══ EXTRAIT À LIRE
La « loi Ciotti » ne s’attaque pas aux causes profondes de l’absentéisme, point de départ du décrochage scolaire, qui entraîne les difficultés d’insertion dans la société et le monde du travail. Poursuivant une logique sécuritaire, l’ancien gouvernement a proposé un dispositif inefficace. Celui-ci intervient trop tard, en proposant une sanction inadaptée, qui n’établit aucune distinction entre les différentes causes d’absentéisme. Ce dispositif est appliqué de manière hétérogène sur l’ensemble du territoire, ce qui n’est pas équitable, et l’amalgame qu’il propose entre absentéisme et délinquance ne débouche sur aucune solution.
════
══ DONNÉES ENREGISTRÉES
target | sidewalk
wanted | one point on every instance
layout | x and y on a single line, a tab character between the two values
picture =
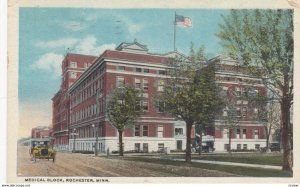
235	164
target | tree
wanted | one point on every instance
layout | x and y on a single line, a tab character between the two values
212	104
231	115
186	94
267	111
263	39
121	110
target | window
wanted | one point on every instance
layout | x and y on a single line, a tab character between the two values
145	105
225	113
120	82
226	147
256	134
145	84
178	131
244	112
238	133
137	147
160	85
161	106
121	68
137	83
244	133
161	72
138	106
238	112
160	131
72	75
145	130
73	64
238	91
225	88
161	147
137	130
145	148
225	133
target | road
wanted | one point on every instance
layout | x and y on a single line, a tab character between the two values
76	164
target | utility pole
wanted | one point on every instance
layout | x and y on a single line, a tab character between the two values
96	134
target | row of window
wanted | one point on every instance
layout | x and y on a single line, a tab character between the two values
239	146
87	92
241	80
239	112
140	83
238	91
141	70
98	72
88	132
240	134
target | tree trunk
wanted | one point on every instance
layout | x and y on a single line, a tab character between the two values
200	142
229	141
285	120
189	125
121	142
268	133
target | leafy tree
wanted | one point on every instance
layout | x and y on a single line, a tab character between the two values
264	39
121	110
187	95
231	115
267	111
212	104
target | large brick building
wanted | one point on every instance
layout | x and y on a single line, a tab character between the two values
72	67
79	106
41	132
247	133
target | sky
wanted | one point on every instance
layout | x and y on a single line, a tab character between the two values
47	34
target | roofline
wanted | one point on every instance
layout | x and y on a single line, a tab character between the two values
101	60
81	55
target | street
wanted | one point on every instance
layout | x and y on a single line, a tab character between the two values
76	164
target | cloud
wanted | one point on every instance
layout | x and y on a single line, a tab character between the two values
49	62
74	25
63	42
130	25
89	46
135	28
33	114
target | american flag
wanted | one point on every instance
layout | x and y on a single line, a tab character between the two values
183	21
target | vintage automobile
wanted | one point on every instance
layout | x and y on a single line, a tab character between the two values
41	149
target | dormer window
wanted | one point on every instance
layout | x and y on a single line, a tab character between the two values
73	64
139	70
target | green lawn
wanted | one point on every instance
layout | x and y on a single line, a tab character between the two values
251	158
243	171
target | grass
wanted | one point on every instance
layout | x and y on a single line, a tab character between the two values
254	158
242	171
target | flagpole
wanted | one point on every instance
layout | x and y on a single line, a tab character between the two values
175	32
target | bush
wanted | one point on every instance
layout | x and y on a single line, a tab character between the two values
177	151
243	150
83	152
129	151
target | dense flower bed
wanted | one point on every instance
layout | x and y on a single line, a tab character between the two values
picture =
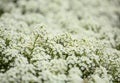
59	41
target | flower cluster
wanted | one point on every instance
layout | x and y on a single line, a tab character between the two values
59	41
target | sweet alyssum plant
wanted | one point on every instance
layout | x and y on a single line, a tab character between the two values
59	41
════
PROBLÈME POSÉ 1 - Traduisez en anglais cette phrase du texte sur la loi Ciotti : « Poursuivant une logique sécuritaire, l’ancien gouvernement a proposé un dispositif inefficace. »
PROBLÈME POSÉ 2 - Reprenez le texte sur la loi Ciotti et poursuivez-le après sa dernière phrase.

RÉPONSE APPORTÉE 1 - Pursuing a security-driven approach, the former government proposed an ineffective measure.

RÉPONSE APPORTÉE 2 -
L’absentéisme étant un problème tant scolaire que social, on ne peut le traiter qu’en restaurant le dialogue et la coresponsabilité des parents et des enseignants, grâce à des actions ciblées. Pour y parvenir, il faut concentrer des moyens sur l’éducation prioritaire, mettre l’accent sur l’école primaire en renforçant les apprentissages et le travail en petit groupe afin de déceler les difficultés des enfants et les décrochages précoces. Il faut surtout substituer des aides aux sanctions. Les premières doivent intervenir rapidement et les avertissements doivent être envoyés dès le premier signalement, afin d’enclencher les dispositifs d’alerte. Tous les acteurs seront ainsi mobilisés au plus tôt pour apporter leur soutien aux parents. Quant aux sanctions, elles doivent être justes.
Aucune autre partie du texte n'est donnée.